*Goal*.
Lines before the one containing "If you could put a dot on the stone monument" are left out; copy that line and every later line through the end of the data exactly.
[START OF Listed records]
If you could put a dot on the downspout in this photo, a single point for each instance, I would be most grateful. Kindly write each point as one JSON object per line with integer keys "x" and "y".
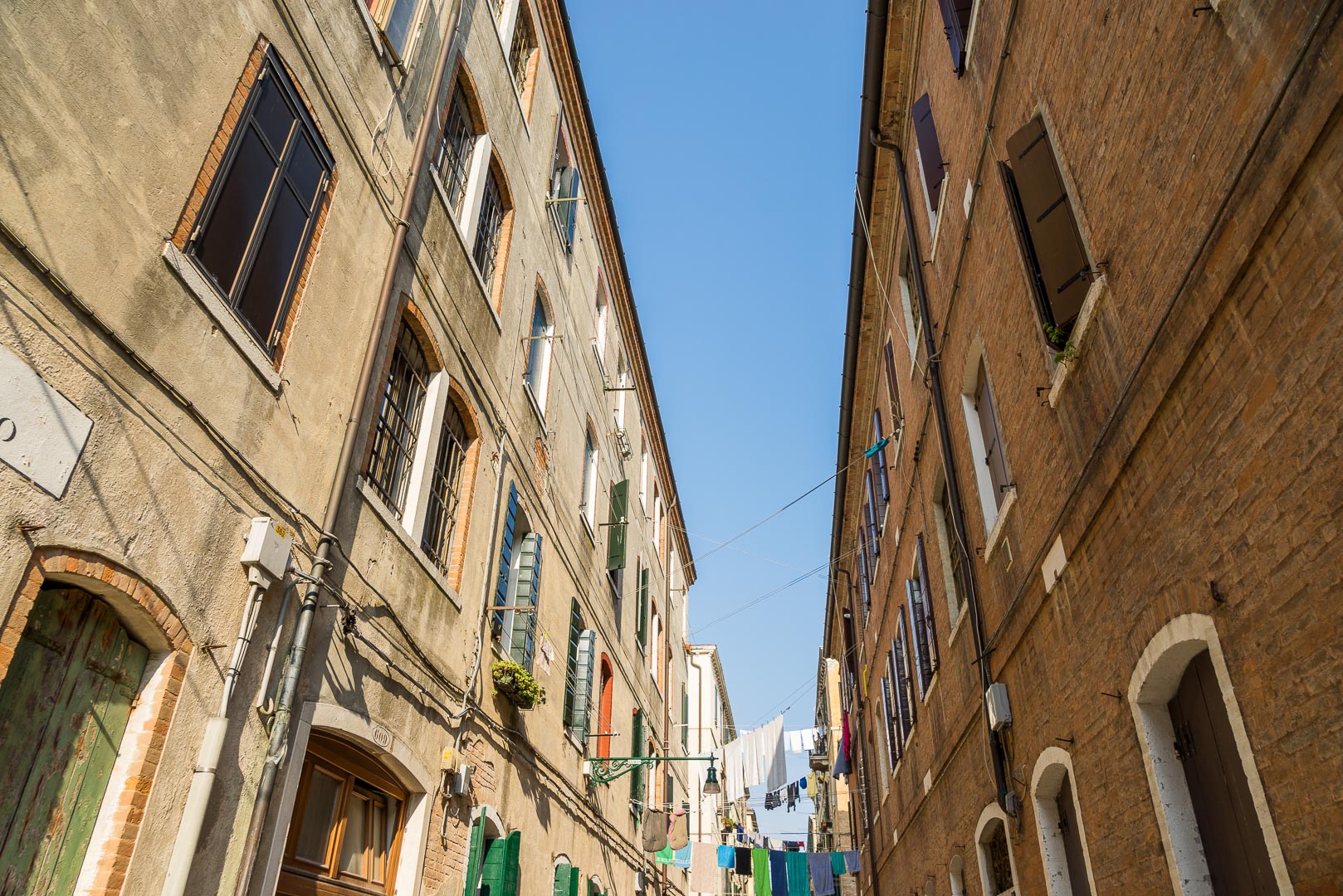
{"x": 323, "y": 561}
{"x": 954, "y": 494}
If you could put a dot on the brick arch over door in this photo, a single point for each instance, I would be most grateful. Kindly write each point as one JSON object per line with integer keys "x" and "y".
{"x": 149, "y": 620}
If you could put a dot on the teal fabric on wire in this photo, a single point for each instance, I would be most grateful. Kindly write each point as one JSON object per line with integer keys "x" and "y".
{"x": 779, "y": 872}
{"x": 799, "y": 881}
{"x": 760, "y": 871}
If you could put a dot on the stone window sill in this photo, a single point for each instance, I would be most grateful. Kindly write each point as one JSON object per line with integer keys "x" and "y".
{"x": 223, "y": 316}
{"x": 399, "y": 531}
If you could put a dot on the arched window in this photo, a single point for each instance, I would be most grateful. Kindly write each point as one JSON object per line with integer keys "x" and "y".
{"x": 1212, "y": 811}
{"x": 347, "y": 825}
{"x": 1062, "y": 841}
{"x": 588, "y": 507}
{"x": 536, "y": 377}
{"x": 997, "y": 865}
{"x": 603, "y": 713}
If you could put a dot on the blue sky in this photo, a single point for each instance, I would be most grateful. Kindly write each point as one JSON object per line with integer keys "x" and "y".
{"x": 730, "y": 136}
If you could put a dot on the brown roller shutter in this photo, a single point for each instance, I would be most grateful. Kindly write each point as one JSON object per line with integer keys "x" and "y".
{"x": 930, "y": 151}
{"x": 1051, "y": 223}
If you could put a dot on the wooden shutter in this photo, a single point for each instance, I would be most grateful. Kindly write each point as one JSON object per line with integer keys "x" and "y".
{"x": 994, "y": 458}
{"x": 923, "y": 670}
{"x": 505, "y": 558}
{"x": 618, "y": 529}
{"x": 930, "y": 151}
{"x": 66, "y": 702}
{"x": 586, "y": 659}
{"x": 1228, "y": 825}
{"x": 930, "y": 618}
{"x": 955, "y": 19}
{"x": 1051, "y": 223}
{"x": 642, "y": 627}
{"x": 527, "y": 594}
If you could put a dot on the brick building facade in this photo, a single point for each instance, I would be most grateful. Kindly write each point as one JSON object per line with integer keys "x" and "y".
{"x": 1096, "y": 308}
{"x": 199, "y": 210}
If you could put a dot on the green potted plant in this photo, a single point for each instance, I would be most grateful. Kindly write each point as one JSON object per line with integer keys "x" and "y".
{"x": 516, "y": 684}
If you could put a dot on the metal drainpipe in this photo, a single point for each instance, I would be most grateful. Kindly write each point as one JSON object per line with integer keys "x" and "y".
{"x": 323, "y": 561}
{"x": 952, "y": 480}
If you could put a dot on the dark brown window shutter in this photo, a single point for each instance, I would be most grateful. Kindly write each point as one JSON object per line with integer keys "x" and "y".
{"x": 1048, "y": 215}
{"x": 930, "y": 151}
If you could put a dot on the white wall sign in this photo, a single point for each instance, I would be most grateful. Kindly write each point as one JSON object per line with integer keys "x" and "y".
{"x": 42, "y": 434}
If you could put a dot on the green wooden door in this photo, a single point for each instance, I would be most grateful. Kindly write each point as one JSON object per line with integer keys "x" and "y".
{"x": 66, "y": 696}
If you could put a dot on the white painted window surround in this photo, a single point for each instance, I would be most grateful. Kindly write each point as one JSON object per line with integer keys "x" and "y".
{"x": 1045, "y": 783}
{"x": 1155, "y": 680}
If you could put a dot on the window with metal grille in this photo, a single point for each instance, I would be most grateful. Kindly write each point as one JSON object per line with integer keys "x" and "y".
{"x": 523, "y": 47}
{"x": 261, "y": 212}
{"x": 399, "y": 421}
{"x": 488, "y": 229}
{"x": 445, "y": 489}
{"x": 453, "y": 158}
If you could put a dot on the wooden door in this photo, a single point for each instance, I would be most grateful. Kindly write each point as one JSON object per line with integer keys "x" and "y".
{"x": 65, "y": 700}
{"x": 1228, "y": 825}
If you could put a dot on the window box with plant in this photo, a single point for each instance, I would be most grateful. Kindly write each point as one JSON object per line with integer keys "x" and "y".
{"x": 516, "y": 684}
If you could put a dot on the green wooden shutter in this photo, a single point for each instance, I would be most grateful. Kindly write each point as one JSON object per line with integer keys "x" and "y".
{"x": 527, "y": 594}
{"x": 505, "y": 558}
{"x": 643, "y": 607}
{"x": 584, "y": 660}
{"x": 474, "y": 855}
{"x": 618, "y": 529}
{"x": 61, "y": 774}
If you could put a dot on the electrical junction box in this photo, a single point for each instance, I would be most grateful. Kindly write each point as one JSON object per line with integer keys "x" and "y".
{"x": 266, "y": 555}
{"x": 995, "y": 700}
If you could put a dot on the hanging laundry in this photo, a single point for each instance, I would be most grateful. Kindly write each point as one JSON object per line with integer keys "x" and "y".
{"x": 779, "y": 874}
{"x": 654, "y": 830}
{"x": 678, "y": 833}
{"x": 797, "y": 864}
{"x": 823, "y": 879}
{"x": 775, "y": 763}
{"x": 704, "y": 867}
{"x": 760, "y": 871}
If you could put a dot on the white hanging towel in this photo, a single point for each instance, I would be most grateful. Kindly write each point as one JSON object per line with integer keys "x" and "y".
{"x": 775, "y": 765}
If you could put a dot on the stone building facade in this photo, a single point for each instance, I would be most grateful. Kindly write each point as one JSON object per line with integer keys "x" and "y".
{"x": 198, "y": 210}
{"x": 1086, "y": 558}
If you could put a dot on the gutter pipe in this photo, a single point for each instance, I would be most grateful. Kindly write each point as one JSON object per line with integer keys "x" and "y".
{"x": 952, "y": 479}
{"x": 323, "y": 561}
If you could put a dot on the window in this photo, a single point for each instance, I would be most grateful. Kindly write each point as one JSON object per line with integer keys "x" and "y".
{"x": 538, "y": 373}
{"x": 397, "y": 22}
{"x": 445, "y": 488}
{"x": 986, "y": 446}
{"x": 1047, "y": 230}
{"x": 931, "y": 165}
{"x": 952, "y": 566}
{"x": 489, "y": 230}
{"x": 256, "y": 225}
{"x": 398, "y": 425}
{"x": 456, "y": 149}
{"x": 603, "y": 712}
{"x": 565, "y": 183}
{"x": 924, "y": 641}
{"x": 1060, "y": 828}
{"x": 955, "y": 19}
{"x": 601, "y": 321}
{"x": 588, "y": 507}
{"x": 347, "y": 825}
{"x": 578, "y": 674}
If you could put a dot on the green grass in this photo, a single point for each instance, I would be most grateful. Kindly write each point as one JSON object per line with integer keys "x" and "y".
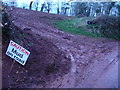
{"x": 75, "y": 26}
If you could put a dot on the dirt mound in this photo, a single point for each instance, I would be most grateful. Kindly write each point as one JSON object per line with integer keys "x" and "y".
{"x": 46, "y": 61}
{"x": 58, "y": 59}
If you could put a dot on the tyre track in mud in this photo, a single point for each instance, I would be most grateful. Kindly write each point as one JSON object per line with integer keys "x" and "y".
{"x": 89, "y": 56}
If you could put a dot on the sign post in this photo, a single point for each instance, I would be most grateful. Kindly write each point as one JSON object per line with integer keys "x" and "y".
{"x": 17, "y": 52}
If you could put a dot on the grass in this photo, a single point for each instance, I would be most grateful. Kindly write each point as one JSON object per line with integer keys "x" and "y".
{"x": 75, "y": 26}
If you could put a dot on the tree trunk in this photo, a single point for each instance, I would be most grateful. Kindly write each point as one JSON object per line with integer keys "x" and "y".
{"x": 30, "y": 6}
{"x": 109, "y": 8}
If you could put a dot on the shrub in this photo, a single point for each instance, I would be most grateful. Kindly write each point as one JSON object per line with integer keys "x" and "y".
{"x": 108, "y": 26}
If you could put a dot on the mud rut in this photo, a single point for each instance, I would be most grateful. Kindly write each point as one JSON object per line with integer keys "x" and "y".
{"x": 91, "y": 62}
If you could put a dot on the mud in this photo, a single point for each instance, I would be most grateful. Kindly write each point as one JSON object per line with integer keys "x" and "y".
{"x": 58, "y": 59}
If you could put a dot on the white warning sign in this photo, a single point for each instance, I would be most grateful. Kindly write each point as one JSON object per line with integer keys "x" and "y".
{"x": 17, "y": 52}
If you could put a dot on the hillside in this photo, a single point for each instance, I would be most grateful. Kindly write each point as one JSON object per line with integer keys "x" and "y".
{"x": 58, "y": 59}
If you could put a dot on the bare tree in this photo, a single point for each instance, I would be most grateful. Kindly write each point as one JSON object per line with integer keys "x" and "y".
{"x": 42, "y": 7}
{"x": 30, "y": 6}
{"x": 109, "y": 7}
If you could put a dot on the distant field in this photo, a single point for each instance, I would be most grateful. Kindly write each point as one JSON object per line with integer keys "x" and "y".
{"x": 76, "y": 26}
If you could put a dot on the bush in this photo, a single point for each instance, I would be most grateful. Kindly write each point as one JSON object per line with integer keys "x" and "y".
{"x": 108, "y": 26}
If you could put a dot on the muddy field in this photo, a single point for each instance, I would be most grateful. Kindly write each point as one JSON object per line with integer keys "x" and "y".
{"x": 58, "y": 59}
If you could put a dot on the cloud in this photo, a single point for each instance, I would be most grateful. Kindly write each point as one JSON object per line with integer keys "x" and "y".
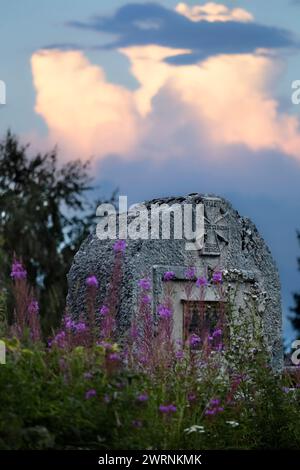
{"x": 227, "y": 98}
{"x": 153, "y": 24}
{"x": 213, "y": 12}
{"x": 84, "y": 113}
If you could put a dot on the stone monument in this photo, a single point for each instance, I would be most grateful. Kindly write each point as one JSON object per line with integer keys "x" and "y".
{"x": 231, "y": 245}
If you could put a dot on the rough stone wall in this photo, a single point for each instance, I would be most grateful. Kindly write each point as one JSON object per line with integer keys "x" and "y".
{"x": 244, "y": 251}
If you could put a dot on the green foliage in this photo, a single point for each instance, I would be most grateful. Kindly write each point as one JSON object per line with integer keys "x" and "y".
{"x": 44, "y": 404}
{"x": 295, "y": 319}
{"x": 44, "y": 216}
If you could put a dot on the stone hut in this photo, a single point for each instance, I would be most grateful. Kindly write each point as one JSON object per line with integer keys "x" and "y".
{"x": 229, "y": 244}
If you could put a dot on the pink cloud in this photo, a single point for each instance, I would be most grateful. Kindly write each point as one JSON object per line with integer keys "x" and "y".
{"x": 226, "y": 98}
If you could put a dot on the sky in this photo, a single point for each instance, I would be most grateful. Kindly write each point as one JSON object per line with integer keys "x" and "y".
{"x": 167, "y": 98}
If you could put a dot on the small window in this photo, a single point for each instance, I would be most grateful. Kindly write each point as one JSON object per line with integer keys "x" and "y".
{"x": 200, "y": 318}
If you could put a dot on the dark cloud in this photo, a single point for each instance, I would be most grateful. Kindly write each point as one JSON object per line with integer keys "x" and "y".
{"x": 143, "y": 24}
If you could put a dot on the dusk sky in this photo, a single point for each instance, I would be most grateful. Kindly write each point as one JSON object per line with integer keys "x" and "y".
{"x": 167, "y": 98}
[END OF Listed records]
*The result*.
If you could put a dot on the stone monument in this photo, a single point for each instance, I would be most grateful. Kindly write each point as one JSON object per line with integer keys "x" and "y".
{"x": 231, "y": 245}
If you could put a dot on the rough stone wall in this photo, a single point for each instance, I would be most grateful. Kindly write each point as one JSON object per line with integer keys "x" and "y".
{"x": 244, "y": 251}
If you could put a dot on the green foliage in this photo, a single point for each instance, I would be most grateful. Kindly write each point as one JSON object per line with integer keys "x" and "y".
{"x": 44, "y": 404}
{"x": 295, "y": 319}
{"x": 44, "y": 216}
If you could put a dot on the stone hut in this photo, a single point for each instance, I would be most grateful. Kindly write each point as one JSON object per line with integer keys "x" and "y".
{"x": 229, "y": 244}
If you could put a dot on the pink cloud in this photo, a single point for each instance, I would be most grateful. Kindly write each point as one JSON object per line with integer keys "x" and "y".
{"x": 226, "y": 98}
If you could put a dot on the sky in this photo, a single point for each instance, I would be most grateful. Kindly write each point as one JSON object per line with integer keys "x" and "y".
{"x": 167, "y": 98}
If you could put a dot on the small window in this photo, a single point for each instance, I would be most grateful. Kindly write each point as one JSON object per line with integer keys "x" and "y".
{"x": 200, "y": 318}
If you could put a dot on the dark cloud in this photo, a single point for each instance, I would be most grateful. Kindly write each point as one JSON object per line with integer keys "x" and "y".
{"x": 143, "y": 24}
If you could put a dot on the dusk sky in this photo, a single point for each instance, I would be most grateful. Kindly write each point as one JSON object per line with integer keys "x" and "y".
{"x": 167, "y": 98}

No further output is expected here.